**Information shown**
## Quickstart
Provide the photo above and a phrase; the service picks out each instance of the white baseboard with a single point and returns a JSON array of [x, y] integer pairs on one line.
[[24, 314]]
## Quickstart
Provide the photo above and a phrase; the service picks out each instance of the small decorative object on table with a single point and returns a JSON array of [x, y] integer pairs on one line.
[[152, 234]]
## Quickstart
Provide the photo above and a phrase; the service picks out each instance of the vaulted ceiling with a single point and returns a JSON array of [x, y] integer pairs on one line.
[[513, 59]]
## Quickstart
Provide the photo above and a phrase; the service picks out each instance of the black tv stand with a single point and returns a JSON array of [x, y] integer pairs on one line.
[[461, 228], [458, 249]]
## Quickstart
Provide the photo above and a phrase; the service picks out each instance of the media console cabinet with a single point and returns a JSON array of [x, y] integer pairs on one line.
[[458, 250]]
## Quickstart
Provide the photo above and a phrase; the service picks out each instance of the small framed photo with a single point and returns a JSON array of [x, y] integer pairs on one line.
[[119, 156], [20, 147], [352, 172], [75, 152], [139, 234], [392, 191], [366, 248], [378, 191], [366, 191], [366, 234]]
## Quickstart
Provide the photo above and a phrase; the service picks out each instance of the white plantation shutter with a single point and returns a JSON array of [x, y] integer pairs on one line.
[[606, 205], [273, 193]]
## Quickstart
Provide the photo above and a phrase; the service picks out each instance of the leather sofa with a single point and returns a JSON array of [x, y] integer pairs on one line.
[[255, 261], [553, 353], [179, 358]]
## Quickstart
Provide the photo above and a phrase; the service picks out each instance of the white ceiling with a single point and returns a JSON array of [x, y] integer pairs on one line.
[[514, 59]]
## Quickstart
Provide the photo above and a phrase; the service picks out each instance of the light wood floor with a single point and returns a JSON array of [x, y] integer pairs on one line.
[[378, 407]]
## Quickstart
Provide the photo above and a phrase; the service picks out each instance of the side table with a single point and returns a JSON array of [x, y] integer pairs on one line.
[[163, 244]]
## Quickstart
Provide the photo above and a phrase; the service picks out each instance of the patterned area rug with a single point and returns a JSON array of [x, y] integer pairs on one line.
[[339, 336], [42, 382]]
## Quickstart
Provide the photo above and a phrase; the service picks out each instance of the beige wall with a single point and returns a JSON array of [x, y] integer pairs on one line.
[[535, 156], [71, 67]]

**Directions for this task**
Print out the whole of the material above exactly.

**Result**
## Quickstart
Provide the photo above and a phrase; the service picks out each instance of the white baseboard with a single point and returns a JSON array of [x, y] integer pairs on one line.
[[24, 314]]
## Quickstart
Provide the photo above and a phrase; the service picks out each instance of the small decorative object on table with a single point and returns a JSON array of [x, y] integer pairs on one line.
[[152, 234]]
## Quickstart
Provide the photo above and a phrase; the service picks out each instance of the vaulted ceiling with a single point and returns a JSON array of [x, y] integer pairs on one line.
[[513, 59]]
## Quickstart
Provide the photo above and a phrase; the service picks out each instance of the black tv stand with a single point and returns a JSON array of [x, y] integer pairs on one line.
[[461, 228], [458, 249]]
## Quickstart
Provide the photo above and a phrase; the service picks out each instance of the media console cabinet with a single point and returns a JSON array of [x, y] integer pairs on one line.
[[458, 250]]
## Quickstart
Provide the photo above and a phrase; the service picks out each instance of the small framed photo with a single point and returns a JSON array of [x, y] integer pairs on one line.
[[119, 156], [20, 147], [352, 172], [75, 152], [139, 234], [392, 191], [366, 248], [378, 191], [366, 191], [366, 234]]
## Quickstart
Provide the photo above and a phrase; the service picks out each instance of the white plantation shutter with a single point and returns a JSON array of [x, y] integer pairs on one line.
[[606, 205], [273, 193]]
## Quickstart
Provide the photo above and a phrase; the service picks out each instance of the leather sofa with a single point and returns a JSON array of [x, y] integer pairs on one line.
[[255, 261], [553, 353], [179, 358]]
## Quickstart
Provide the photo above and a phrase; the service picks out each instance of the white ceiling with a single point and returns a JSON array of [x, y] integer pairs on one line.
[[514, 59]]
## Quickstart
Provide the photo above and a phrase; the service picks out each instance of the light wood floor with a single point and returns a JSON array of [x, y] integer pairs on one line.
[[378, 407]]
## Quickstart
Provide the photo above and a phrase; the service picks out each instance of the side table with a single point and returns a JSON array of [x, y] integer pairs on one line.
[[163, 244]]
## Quickstart
Provide the photo above and a phrase; the service picks out each instance of the patterned area rug with a single point and returns a JSON array of [x, y] integer pairs on one line.
[[339, 336], [42, 382]]
## Quickstart
Provide the photo above and a phrase; the service picks out each instance of the beige wall with a single point and returns a JSON array of [x, y] integer pairs on one line.
[[535, 156], [71, 67]]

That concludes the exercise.